§ **EXERCISE PROMPT**:
Each line from the one containing "dark morning coat." to the end of the records below should be restated word for word; please leave out all other lines.

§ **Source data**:
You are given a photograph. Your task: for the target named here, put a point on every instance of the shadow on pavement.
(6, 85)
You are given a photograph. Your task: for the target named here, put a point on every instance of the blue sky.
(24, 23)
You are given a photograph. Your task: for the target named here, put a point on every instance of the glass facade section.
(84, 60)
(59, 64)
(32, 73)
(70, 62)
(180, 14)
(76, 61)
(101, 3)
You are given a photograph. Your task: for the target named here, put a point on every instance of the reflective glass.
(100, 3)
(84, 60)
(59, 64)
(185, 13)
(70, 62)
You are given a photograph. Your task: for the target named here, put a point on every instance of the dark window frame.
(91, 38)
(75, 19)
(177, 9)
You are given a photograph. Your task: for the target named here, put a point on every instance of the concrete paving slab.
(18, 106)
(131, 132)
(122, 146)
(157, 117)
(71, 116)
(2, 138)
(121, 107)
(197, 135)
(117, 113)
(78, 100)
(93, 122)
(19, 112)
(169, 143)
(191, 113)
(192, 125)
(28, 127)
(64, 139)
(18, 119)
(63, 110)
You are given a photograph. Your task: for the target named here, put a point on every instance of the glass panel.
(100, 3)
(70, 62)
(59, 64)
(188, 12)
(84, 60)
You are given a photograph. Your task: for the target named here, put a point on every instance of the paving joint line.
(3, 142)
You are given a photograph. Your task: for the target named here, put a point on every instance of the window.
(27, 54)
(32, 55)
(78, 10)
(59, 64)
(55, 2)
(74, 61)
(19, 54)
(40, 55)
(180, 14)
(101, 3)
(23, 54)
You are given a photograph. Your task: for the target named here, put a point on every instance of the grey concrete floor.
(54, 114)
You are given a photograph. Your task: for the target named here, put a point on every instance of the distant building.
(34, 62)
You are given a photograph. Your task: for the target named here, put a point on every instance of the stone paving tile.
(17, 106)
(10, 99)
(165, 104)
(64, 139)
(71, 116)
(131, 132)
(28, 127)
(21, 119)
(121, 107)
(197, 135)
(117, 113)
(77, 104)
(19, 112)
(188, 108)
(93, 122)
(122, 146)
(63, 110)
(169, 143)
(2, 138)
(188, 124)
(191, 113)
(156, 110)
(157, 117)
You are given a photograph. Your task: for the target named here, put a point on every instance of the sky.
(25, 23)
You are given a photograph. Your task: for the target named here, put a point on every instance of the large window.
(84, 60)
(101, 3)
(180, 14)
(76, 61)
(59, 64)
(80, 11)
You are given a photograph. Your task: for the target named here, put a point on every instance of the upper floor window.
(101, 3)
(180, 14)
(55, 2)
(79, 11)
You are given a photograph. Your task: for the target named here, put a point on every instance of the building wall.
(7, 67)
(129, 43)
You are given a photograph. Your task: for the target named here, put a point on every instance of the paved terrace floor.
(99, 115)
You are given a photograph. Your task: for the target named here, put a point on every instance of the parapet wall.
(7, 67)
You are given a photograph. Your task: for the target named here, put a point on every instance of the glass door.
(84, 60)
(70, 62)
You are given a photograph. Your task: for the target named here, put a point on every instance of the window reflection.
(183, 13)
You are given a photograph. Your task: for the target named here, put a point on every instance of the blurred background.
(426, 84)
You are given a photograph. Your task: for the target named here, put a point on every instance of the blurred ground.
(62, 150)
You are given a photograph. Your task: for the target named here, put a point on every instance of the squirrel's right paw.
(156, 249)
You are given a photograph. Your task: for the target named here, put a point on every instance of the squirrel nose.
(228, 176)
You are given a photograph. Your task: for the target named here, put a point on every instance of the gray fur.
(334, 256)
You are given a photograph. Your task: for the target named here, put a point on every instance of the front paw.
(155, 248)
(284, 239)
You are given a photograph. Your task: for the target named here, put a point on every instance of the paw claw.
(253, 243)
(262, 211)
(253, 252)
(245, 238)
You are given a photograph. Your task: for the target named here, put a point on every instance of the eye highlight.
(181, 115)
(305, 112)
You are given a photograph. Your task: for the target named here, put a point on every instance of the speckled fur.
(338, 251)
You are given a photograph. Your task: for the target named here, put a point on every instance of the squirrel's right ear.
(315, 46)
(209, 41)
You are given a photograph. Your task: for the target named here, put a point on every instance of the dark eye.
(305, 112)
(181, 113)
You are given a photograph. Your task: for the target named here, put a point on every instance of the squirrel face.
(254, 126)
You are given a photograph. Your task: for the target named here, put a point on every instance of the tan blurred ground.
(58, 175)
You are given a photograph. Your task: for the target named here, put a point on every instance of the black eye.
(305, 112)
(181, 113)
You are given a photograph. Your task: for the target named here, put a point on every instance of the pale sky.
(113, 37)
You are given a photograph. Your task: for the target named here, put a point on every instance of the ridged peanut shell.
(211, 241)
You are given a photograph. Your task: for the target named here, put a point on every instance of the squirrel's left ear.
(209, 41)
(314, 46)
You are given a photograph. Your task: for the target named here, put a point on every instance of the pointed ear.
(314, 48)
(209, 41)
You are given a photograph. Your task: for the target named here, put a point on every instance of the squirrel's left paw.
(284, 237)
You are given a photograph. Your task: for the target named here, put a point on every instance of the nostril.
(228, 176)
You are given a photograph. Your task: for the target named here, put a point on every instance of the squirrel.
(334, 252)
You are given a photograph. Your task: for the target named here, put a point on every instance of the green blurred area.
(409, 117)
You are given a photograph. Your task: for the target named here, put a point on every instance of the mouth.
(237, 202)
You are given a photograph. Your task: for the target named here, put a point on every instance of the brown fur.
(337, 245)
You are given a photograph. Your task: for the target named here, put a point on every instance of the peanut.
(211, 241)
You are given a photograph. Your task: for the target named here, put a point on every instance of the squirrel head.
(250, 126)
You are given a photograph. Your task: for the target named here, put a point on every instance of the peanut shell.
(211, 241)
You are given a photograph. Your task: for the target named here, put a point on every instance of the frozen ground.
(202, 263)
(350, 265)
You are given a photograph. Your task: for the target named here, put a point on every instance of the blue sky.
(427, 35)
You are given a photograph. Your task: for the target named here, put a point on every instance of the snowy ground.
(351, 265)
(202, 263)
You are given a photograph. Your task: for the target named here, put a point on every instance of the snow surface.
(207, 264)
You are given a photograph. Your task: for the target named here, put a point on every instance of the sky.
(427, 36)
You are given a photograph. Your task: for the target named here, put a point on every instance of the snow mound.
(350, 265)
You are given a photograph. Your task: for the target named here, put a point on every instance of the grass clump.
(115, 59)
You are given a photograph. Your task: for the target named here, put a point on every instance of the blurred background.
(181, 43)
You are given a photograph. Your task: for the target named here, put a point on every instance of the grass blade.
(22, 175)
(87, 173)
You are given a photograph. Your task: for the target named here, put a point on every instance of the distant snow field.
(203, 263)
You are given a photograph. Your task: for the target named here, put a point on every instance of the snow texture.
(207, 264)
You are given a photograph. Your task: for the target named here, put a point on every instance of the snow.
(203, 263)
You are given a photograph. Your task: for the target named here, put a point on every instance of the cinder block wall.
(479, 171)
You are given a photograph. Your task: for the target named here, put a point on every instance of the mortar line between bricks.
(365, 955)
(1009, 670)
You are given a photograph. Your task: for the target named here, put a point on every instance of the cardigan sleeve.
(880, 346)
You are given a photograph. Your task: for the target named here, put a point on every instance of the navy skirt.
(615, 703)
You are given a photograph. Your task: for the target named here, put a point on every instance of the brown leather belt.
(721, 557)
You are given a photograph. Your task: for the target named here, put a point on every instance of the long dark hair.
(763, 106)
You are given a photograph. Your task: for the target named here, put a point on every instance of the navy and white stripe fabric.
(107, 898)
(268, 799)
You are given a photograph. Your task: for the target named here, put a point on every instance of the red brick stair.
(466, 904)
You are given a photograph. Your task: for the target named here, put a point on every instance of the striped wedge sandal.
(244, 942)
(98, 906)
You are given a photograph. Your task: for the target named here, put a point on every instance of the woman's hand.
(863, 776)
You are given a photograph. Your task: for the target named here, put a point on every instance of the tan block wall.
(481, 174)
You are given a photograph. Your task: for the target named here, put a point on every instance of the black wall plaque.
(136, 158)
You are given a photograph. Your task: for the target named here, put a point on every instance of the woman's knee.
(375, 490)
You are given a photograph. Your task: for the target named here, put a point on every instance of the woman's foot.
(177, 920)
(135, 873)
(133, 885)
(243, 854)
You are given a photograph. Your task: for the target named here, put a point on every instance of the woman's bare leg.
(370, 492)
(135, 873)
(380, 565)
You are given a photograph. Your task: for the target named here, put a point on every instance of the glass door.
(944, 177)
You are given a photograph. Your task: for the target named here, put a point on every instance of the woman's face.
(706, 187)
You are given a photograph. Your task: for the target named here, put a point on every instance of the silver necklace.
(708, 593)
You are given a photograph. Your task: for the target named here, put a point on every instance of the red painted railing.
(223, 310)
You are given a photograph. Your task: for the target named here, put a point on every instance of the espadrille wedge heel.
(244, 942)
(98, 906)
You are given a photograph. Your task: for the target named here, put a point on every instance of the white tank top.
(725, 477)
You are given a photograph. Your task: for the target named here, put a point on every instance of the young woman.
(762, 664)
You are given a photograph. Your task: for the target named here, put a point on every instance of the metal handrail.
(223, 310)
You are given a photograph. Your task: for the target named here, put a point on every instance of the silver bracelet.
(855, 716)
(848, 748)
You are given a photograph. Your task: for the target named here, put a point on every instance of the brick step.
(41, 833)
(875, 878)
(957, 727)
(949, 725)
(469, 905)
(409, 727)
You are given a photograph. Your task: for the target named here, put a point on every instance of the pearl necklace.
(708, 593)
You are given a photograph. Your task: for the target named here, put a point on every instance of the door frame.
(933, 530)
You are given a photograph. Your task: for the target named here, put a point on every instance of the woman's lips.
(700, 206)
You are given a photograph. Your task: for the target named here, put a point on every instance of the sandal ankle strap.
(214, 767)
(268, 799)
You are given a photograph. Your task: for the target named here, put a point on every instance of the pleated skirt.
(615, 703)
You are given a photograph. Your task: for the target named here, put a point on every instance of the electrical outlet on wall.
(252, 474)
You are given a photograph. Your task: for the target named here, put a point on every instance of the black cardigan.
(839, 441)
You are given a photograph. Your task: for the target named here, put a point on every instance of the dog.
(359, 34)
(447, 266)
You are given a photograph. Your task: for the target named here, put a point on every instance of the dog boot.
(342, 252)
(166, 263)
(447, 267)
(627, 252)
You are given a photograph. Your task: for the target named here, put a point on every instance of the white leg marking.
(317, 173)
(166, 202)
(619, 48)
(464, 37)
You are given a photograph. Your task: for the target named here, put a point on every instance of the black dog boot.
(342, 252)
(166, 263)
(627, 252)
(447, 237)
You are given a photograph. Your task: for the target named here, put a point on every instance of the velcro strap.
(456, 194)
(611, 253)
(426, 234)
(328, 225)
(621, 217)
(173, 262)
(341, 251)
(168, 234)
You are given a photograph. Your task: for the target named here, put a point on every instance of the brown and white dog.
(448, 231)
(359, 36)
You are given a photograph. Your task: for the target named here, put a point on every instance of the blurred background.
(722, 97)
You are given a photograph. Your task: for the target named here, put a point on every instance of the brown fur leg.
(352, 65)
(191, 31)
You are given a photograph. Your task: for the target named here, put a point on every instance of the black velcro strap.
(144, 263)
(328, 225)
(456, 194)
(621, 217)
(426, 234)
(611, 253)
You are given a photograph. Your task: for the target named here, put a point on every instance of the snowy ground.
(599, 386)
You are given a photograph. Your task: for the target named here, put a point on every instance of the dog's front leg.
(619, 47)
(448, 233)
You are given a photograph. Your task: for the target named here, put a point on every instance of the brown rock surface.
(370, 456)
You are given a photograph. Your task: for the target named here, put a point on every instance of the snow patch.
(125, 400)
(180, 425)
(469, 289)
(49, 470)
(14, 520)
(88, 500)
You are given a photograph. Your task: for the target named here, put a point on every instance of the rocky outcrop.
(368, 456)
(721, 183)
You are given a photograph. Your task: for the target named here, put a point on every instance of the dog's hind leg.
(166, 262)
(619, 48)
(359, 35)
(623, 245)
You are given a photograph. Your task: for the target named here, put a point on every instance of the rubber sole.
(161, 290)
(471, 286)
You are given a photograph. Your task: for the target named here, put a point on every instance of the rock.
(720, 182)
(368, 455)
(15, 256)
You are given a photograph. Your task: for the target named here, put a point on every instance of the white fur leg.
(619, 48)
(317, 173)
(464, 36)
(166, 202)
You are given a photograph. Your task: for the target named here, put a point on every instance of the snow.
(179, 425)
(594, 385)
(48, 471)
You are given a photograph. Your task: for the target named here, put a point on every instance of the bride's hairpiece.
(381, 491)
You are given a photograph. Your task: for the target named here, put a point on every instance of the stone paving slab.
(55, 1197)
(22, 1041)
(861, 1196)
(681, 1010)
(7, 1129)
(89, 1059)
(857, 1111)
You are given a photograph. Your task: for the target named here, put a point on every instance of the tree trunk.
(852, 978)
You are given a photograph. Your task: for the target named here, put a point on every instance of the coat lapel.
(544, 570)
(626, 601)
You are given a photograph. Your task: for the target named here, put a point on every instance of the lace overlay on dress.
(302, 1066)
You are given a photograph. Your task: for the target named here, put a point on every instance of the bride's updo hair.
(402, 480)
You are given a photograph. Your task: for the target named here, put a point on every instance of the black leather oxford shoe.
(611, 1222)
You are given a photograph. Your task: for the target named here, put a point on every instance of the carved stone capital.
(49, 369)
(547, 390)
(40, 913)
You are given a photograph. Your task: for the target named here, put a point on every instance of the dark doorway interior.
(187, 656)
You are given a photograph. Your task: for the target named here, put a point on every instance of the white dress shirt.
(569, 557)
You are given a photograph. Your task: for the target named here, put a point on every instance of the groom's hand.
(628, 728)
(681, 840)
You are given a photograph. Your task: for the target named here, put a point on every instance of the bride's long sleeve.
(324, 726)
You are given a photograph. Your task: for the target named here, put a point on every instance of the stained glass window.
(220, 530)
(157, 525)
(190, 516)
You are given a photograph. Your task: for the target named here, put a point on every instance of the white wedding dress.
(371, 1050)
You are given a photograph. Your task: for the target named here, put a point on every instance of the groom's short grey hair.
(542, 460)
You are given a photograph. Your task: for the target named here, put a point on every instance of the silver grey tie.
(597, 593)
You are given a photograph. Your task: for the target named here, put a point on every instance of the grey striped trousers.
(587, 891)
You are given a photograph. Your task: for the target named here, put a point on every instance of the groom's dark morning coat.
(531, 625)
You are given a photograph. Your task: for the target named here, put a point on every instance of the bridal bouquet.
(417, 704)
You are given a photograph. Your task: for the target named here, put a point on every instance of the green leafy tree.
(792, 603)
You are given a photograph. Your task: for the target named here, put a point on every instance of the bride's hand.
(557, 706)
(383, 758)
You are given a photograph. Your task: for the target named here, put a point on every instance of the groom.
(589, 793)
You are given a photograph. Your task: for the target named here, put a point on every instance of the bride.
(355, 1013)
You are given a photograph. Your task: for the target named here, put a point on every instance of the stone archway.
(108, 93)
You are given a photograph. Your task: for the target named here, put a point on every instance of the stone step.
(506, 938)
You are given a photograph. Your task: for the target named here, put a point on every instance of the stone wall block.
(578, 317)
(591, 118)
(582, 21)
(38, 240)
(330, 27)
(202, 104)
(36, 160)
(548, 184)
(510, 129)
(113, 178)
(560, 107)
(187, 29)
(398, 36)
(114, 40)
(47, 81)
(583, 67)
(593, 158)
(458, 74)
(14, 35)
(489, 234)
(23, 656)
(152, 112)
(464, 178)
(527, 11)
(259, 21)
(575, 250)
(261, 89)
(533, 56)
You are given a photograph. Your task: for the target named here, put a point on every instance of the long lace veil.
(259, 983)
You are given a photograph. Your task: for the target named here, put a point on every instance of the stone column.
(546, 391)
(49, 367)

§ **TASK RESPONSE**:
You are given a photograph. Your task: for the target named here, put a point on every instance of the groom's dark morning coat.
(531, 625)
You are given a photograph. Your task: for the target named here, put a point on every instance of the bridal bouquet.
(417, 704)
You are given a photograph. Your task: for the target named here, put a point on every instance of the green leafy tree.
(792, 603)
You are given a photograph. Your task: for the target named here, put a point on every instance of the bride's hand.
(557, 706)
(383, 758)
You are given a photograph. Your task: for the target named here, put a point on every instance of the groom.
(589, 793)
You are given a photograph. Your task: for the target named here, put a point on every instance of the bride.
(355, 1013)
You are given a photograph. Your task: for the target named here, put a point on every instance of the stone archway.
(108, 93)
You are given a photograph. Your task: for the target named here, put a point on every instance of the stone step.
(506, 938)
You are given a photograph. Your task: for the target named here, put a point on every instance of the stone wall block.
(578, 317)
(591, 118)
(582, 21)
(38, 240)
(330, 27)
(202, 104)
(36, 160)
(548, 184)
(510, 129)
(113, 178)
(560, 107)
(187, 29)
(398, 36)
(114, 40)
(47, 81)
(583, 67)
(593, 158)
(458, 74)
(14, 35)
(489, 234)
(23, 656)
(152, 112)
(464, 178)
(527, 11)
(259, 21)
(575, 250)
(261, 89)
(533, 56)
You are given a photograph. Your task: for the target named here, put a point on every instance of the long lace veil.
(259, 983)
You are given a photograph. Your task: for the target named here, put a point on every instance of the stone column.
(546, 391)
(49, 367)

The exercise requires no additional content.